- **Exercise goal**: In the data below, change every "segment the target" to "outline the target" and leave everything else unchanged.
Start of Records shown
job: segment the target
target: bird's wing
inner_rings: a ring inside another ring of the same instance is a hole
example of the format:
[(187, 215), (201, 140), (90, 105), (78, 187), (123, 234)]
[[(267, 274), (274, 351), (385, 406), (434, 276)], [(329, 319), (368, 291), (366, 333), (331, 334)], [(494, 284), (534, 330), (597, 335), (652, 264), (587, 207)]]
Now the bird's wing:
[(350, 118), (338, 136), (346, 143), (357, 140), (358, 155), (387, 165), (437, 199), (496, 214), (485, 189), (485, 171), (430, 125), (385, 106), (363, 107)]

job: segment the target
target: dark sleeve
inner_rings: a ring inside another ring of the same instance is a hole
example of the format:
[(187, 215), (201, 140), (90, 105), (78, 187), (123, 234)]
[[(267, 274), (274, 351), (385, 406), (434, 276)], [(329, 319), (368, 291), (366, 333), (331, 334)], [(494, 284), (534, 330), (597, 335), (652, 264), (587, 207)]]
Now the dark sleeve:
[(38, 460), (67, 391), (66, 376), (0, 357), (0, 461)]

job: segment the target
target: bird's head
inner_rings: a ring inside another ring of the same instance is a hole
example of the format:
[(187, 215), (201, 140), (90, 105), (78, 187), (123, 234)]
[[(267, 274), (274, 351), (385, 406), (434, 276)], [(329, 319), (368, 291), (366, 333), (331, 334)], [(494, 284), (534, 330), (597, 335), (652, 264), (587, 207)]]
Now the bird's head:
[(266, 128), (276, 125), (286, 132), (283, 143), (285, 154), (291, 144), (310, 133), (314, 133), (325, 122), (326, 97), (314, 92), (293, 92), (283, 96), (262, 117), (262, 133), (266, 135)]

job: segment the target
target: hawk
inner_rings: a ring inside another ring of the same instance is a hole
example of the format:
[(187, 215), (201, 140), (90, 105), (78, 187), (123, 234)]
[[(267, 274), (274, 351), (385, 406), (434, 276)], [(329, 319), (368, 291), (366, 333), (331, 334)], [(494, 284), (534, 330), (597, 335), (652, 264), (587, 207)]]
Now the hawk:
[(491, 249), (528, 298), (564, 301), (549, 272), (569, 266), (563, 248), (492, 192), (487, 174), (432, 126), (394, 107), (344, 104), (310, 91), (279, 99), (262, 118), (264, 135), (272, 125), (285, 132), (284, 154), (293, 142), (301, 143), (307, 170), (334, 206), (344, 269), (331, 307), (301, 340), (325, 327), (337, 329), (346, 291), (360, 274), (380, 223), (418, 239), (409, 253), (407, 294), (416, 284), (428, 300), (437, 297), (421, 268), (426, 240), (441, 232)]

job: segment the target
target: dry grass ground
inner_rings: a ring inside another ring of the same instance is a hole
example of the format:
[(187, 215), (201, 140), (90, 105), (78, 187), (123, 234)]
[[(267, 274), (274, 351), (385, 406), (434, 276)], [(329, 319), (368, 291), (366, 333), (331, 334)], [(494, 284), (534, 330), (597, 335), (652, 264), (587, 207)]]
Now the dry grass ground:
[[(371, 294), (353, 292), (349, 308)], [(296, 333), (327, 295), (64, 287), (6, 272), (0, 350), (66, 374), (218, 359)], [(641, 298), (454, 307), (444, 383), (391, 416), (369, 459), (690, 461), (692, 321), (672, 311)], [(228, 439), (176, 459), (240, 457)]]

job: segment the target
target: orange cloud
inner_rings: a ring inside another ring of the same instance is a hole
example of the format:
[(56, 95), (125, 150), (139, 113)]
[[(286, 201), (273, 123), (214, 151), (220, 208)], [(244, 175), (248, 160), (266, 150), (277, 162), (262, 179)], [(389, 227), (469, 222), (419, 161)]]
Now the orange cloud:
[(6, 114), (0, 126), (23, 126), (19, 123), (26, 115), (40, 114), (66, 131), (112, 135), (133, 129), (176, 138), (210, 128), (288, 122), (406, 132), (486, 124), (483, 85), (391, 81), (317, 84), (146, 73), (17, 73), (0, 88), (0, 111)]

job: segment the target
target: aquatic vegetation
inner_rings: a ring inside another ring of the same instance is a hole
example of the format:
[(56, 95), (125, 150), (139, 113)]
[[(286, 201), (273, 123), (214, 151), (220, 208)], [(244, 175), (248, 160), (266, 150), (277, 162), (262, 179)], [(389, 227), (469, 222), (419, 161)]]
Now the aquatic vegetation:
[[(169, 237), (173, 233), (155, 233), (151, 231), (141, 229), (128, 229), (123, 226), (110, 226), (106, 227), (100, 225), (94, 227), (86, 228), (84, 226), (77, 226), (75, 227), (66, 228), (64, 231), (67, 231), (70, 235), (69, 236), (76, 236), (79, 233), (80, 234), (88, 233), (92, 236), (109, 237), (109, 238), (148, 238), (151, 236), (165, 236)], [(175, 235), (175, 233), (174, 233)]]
End of Records shown
- **Result of this task**:
job: outline the target
target: bird's wing
inner_rings: a ring inside another ring of the same instance is a hole
example of the format:
[(187, 215), (201, 140), (90, 105), (78, 187), (123, 234)]
[[(267, 274), (274, 351), (385, 406), (434, 276)], [(329, 319), (368, 291), (366, 333), (331, 334)], [(494, 284), (534, 330), (597, 335), (652, 264), (587, 207)]]
Now the bird's wing:
[(350, 118), (338, 136), (346, 143), (357, 140), (358, 155), (387, 165), (437, 199), (496, 214), (485, 189), (485, 171), (430, 125), (385, 106), (363, 107)]

job: outline the target
target: dark sleeve
inner_rings: a ring inside another ring of the same instance is a hole
example of the format:
[(187, 215), (201, 140), (90, 105), (78, 187), (123, 234)]
[[(267, 274), (274, 351), (385, 406), (434, 276)], [(329, 319), (368, 291), (366, 333), (331, 334)], [(494, 284), (534, 330), (597, 335), (652, 264), (587, 207)]]
Now the dark sleeve:
[(38, 460), (67, 391), (66, 376), (0, 357), (0, 461)]

job: outline the target
target: bird's head
inner_rings: a ring inside another ring of the same instance is a hole
example of the format:
[(187, 215), (201, 140), (90, 105), (78, 187), (123, 234)]
[[(267, 274), (274, 351), (385, 406), (434, 276)], [(329, 319), (368, 291), (366, 333), (331, 334)], [(494, 284), (534, 330), (597, 335), (652, 264), (587, 207)]]
Now the bird's head:
[(266, 128), (276, 125), (286, 132), (283, 143), (285, 154), (291, 144), (310, 133), (314, 133), (325, 122), (326, 97), (314, 92), (293, 92), (283, 96), (262, 117), (262, 133), (266, 135)]

job: outline the target
target: hawk
inner_rings: a ring inside another ring of the same instance is a hole
example of the format:
[(187, 215), (201, 140), (90, 105), (78, 187), (123, 234)]
[[(267, 274), (274, 351), (385, 406), (434, 276)], [(329, 319), (368, 291), (366, 333), (331, 334)], [(494, 284), (534, 330), (597, 335), (652, 264), (587, 207)]]
Now the hawk:
[(491, 249), (528, 298), (564, 301), (549, 272), (569, 266), (563, 248), (492, 192), (487, 174), (432, 126), (394, 107), (344, 104), (310, 91), (279, 99), (262, 118), (264, 135), (272, 125), (285, 132), (284, 154), (293, 142), (301, 143), (307, 170), (334, 206), (344, 269), (331, 307), (301, 340), (325, 327), (337, 329), (346, 291), (360, 274), (380, 223), (418, 239), (409, 253), (407, 294), (416, 284), (428, 300), (437, 297), (421, 268), (426, 240), (441, 232)]

job: outline the target
target: dry grass ground
inner_rings: a ring inside another ring of the same instance is a hole
example of the format:
[(187, 215), (201, 140), (90, 105), (78, 187), (123, 234)]
[[(267, 274), (274, 351), (385, 406), (434, 276)], [(329, 319), (368, 291), (366, 333), (331, 334)], [(494, 284), (534, 330), (597, 335), (652, 264), (587, 207)]]
Now the dry grass ground:
[[(371, 294), (353, 292), (349, 308)], [(296, 333), (327, 295), (64, 287), (6, 272), (0, 350), (66, 374), (218, 359)], [(641, 298), (454, 307), (444, 383), (391, 416), (369, 459), (690, 461), (692, 321), (672, 311)], [(228, 439), (176, 459), (240, 457)]]

job: outline the target
target: orange cloud
inner_rings: a ring inside another ring of the same instance is a hole
example of the format:
[(56, 95), (125, 150), (139, 113)]
[[(286, 201), (273, 123), (214, 151), (220, 208)], [(244, 175), (248, 160), (266, 150), (277, 162), (262, 179)], [(389, 227), (469, 222), (419, 161)]]
Now the orange cloud:
[(6, 114), (0, 126), (23, 126), (19, 123), (26, 115), (40, 114), (66, 131), (112, 135), (133, 129), (176, 138), (210, 128), (288, 122), (406, 132), (486, 124), (483, 85), (391, 81), (317, 84), (146, 73), (17, 73), (0, 88), (0, 111)]

job: outline the target
target: aquatic vegetation
inner_rings: a ring inside another ring of the same instance is a hole
example of the format:
[(56, 95), (125, 150), (139, 113)]
[[(286, 201), (273, 123), (214, 151), (220, 208)], [(244, 175), (248, 160), (266, 150), (277, 162), (262, 179)], [(389, 227), (469, 222), (419, 161)]]
Now the aquatic vegetation:
[[(169, 237), (173, 233), (155, 233), (151, 231), (141, 229), (128, 229), (123, 226), (110, 226), (106, 227), (100, 225), (94, 227), (86, 228), (84, 226), (77, 226), (75, 227), (66, 228), (64, 231), (67, 231), (70, 235), (69, 236), (76, 236), (79, 233), (80, 234), (88, 233), (92, 236), (109, 237), (109, 238), (148, 238), (151, 236), (165, 236)], [(175, 235), (175, 233), (174, 233)]]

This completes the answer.